Trecho selecionado ->
++++

Ninguém que esteve no céu empírio voltou para contar como são aquelas paragens de luminosidade, refrigério e paz. Ninguém… Esta afirmação não é exata. Alguns santos contaram haverem sido arrebatados em vida ao paraíso celestial. O difícil era depois conseguir descrever em termos humanos as maravilhas que viram. É o caso de São João Bosco. Tomando as notas que o fundador dos salesianos nos deixou a tal respeito, Dr. Plinio faz considerações sobre aquele lugar reservado para os justos.
Em uma de suas célebres visões do Céu, São João Bosco nos descreve um cenário repleto de belezas paradisíacas, superiores a quaisquer maravilhas deste mundo, embora lhe parecessem naturais. Então, árvores feitas de folhas de ouro e flores de brilhantes, raios de sol transluzindo numa claridade arrebatadora, e sons cuja harmonia excedia às mais belas músicas engendradas pelo talento humano. Nesse lugar ele viu também São Domingos Sávio, seu discípulo perfeito falecido há pouco, e que se lhe apresentava como magnífico cicerone, vestindo túnica alvíssima, cingida por um cinto cravejado de pedras preciosas, tão abundantes e tão bonitas que não tinham paralelo com as da terra. Contudo, por maiores que fossem, todos esses esplendores — frisava São João Bosco — não se encontravam no verdadeiro Céu, no Paraíso da visão beatífica.

++++

Dados armazenados ->
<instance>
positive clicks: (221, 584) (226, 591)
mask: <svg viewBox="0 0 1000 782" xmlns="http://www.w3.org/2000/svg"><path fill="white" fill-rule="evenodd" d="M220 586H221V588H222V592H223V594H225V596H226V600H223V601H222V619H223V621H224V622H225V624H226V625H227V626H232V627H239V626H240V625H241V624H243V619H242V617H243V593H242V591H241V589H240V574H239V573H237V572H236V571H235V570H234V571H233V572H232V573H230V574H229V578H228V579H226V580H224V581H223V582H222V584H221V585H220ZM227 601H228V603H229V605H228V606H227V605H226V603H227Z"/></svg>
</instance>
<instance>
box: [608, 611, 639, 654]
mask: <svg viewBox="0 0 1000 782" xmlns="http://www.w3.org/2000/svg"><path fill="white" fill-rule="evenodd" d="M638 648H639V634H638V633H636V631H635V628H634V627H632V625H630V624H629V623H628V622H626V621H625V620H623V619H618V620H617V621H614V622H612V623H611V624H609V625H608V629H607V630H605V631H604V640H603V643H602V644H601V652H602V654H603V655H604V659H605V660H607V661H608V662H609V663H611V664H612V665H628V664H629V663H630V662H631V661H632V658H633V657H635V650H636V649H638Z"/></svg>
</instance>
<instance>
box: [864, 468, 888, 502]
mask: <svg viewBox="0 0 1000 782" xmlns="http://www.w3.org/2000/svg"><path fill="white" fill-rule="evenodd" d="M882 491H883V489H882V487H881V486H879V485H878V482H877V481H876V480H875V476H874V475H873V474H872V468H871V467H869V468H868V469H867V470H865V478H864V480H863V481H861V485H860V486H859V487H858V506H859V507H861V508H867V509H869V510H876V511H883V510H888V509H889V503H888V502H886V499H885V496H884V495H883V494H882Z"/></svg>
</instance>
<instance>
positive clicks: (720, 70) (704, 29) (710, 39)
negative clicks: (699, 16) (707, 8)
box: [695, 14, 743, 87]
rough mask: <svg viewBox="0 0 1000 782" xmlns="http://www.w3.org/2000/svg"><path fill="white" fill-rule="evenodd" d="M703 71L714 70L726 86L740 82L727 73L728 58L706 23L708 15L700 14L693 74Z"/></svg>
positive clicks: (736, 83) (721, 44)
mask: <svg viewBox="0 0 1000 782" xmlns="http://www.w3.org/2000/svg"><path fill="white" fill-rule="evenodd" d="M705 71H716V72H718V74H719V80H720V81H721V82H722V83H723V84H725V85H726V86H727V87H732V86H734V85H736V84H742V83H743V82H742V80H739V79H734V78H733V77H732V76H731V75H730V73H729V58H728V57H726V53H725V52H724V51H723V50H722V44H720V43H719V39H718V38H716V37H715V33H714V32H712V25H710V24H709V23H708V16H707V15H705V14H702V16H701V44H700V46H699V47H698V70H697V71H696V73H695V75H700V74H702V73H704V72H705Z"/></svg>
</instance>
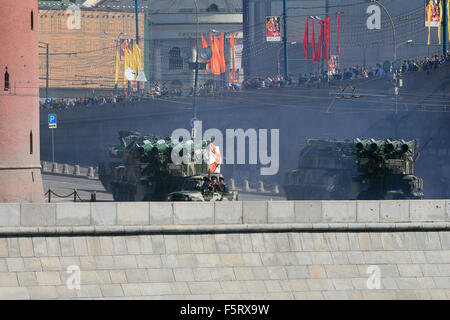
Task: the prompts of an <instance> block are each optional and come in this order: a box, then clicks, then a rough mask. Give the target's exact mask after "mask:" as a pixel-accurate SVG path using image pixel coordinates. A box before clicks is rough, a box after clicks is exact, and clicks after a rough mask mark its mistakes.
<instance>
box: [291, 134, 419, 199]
mask: <svg viewBox="0 0 450 320" xmlns="http://www.w3.org/2000/svg"><path fill="white" fill-rule="evenodd" d="M416 148H417V141H408V142H406V141H404V140H390V139H386V140H378V141H376V140H374V139H369V140H361V139H356V140H354V141H350V140H345V141H336V140H309V141H308V143H307V146H306V147H305V148H303V149H302V150H301V152H300V156H299V163H298V169H296V170H293V171H290V172H288V173H287V175H286V179H285V186H284V190H285V193H286V196H287V198H288V200H388V199H422V198H423V196H424V195H423V181H422V179H420V178H418V177H416V176H415V175H414V163H415V162H416V160H417V159H418V154H415V149H416Z"/></svg>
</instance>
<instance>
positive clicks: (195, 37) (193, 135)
mask: <svg viewBox="0 0 450 320" xmlns="http://www.w3.org/2000/svg"><path fill="white" fill-rule="evenodd" d="M193 1H194V5H195V22H196V33H195V80H194V92H193V96H194V102H193V106H192V113H193V115H194V118H197V90H198V4H197V0H193ZM192 129H193V131H192V138H193V139H195V130H194V129H195V128H192Z"/></svg>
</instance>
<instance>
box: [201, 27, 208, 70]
mask: <svg viewBox="0 0 450 320" xmlns="http://www.w3.org/2000/svg"><path fill="white" fill-rule="evenodd" d="M207 47H208V42H206V40H205V38H204V37H203V34H202V48H207ZM203 62H205V63H206V69H205V72H206V73H208V72H209V63H210V61H209V60H203Z"/></svg>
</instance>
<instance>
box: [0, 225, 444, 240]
mask: <svg viewBox="0 0 450 320" xmlns="http://www.w3.org/2000/svg"><path fill="white" fill-rule="evenodd" d="M442 231H450V222H425V223H417V222H409V223H292V224H283V223H280V224H240V225H236V224H224V225H145V226H121V225H114V226H56V227H55V226H45V227H0V236H1V237H54V236H58V237H68V236H77V237H80V236H111V235H115V236H120V235H123V236H138V235H161V234H165V235H177V234H180V235H182V234H219V233H233V234H235V233H239V234H243V233H280V232H281V233H289V232H307V233H312V232H314V233H316V232H317V233H319V232H320V233H339V232H346V233H354V232H365V233H369V232H376V233H379V232H442Z"/></svg>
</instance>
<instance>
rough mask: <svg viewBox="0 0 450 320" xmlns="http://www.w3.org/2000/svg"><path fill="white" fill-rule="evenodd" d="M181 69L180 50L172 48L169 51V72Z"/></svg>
mask: <svg viewBox="0 0 450 320" xmlns="http://www.w3.org/2000/svg"><path fill="white" fill-rule="evenodd" d="M179 69H183V58H181V50H180V48H178V47H173V48H172V49H170V51H169V70H179Z"/></svg>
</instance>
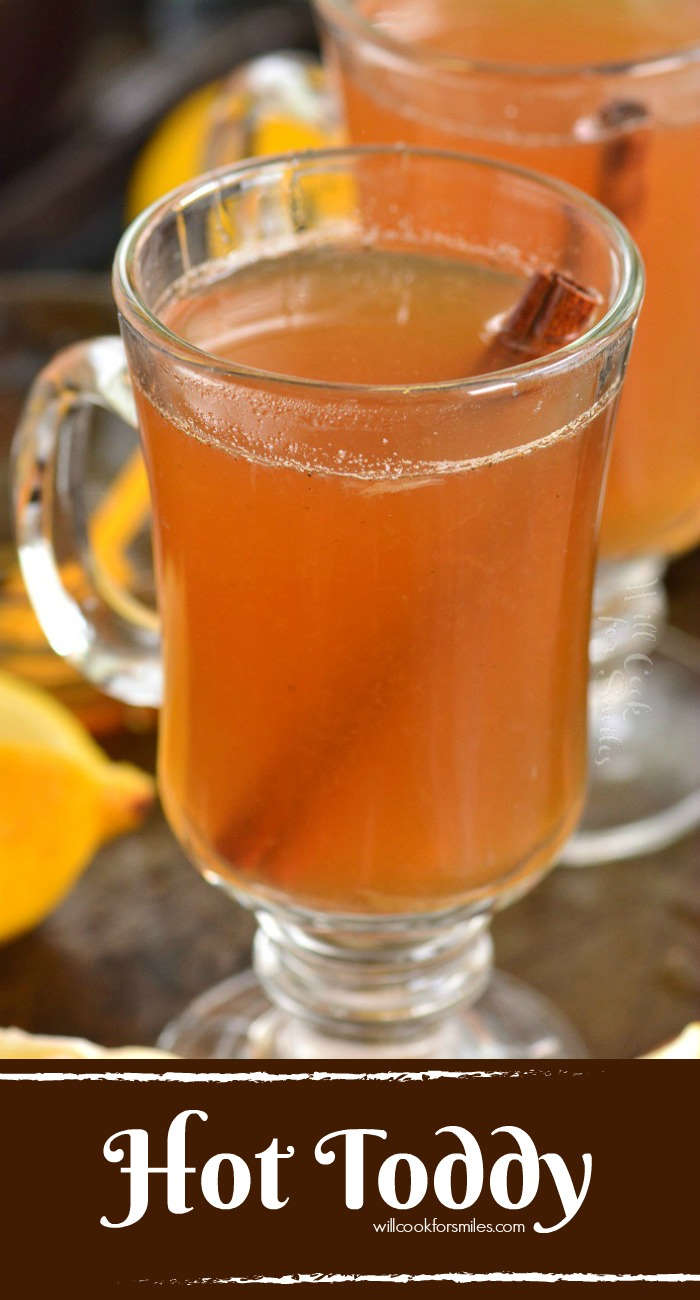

++++

O que fazer ->
A. Reescreva o texto sobre a visão do Céu entre "Ninguém que esteve" e "para os justos.", inclusive, renomeando "céu empírio" para "paraíso celeste".
B. Quais linhas dos registros contêm a palavra "clicks"? Reúna todas, copiando cada uma.
O texto sobre a visão do Céu e os registros não têm relação entre si.

Respostas da atividade ->
A.
Ninguém que esteve no paraíso celeste voltou para contar como são aquelas paragens de luminosidade, refrigério e paz. Ninguém… Esta afirmação não é exata. Alguns santos contaram haverem sido arrebatados em vida ao paraíso celestial. O difícil era depois conseguir descrever em termos humanos as maravilhas que viram. É o caso de São João Bosco. Tomando as notas que o fundador dos salesianos nos deixou a tal respeito, Dr. Plinio faz considerações sobre aquele lugar reservado para os justos.

B.
positive clicks: (221, 584) (226, 591)
positive clicks: (720, 70) (704, 29) (710, 39)
negative clicks: (699, 16) (707, 8)
positive clicks: (736, 83) (721, 44)
Task: the prompts of an <instance> block are each optional and come in this order: a box, then clicks, then a rough mask. Give the target's exact mask after "mask:" as a pixel-accurate SVG path using image pixel coordinates. A box before clicks is rough, a box after clicks is exact, and clicks after a rough mask mark its mistakes.
positive clicks: (195, 37) (193, 135)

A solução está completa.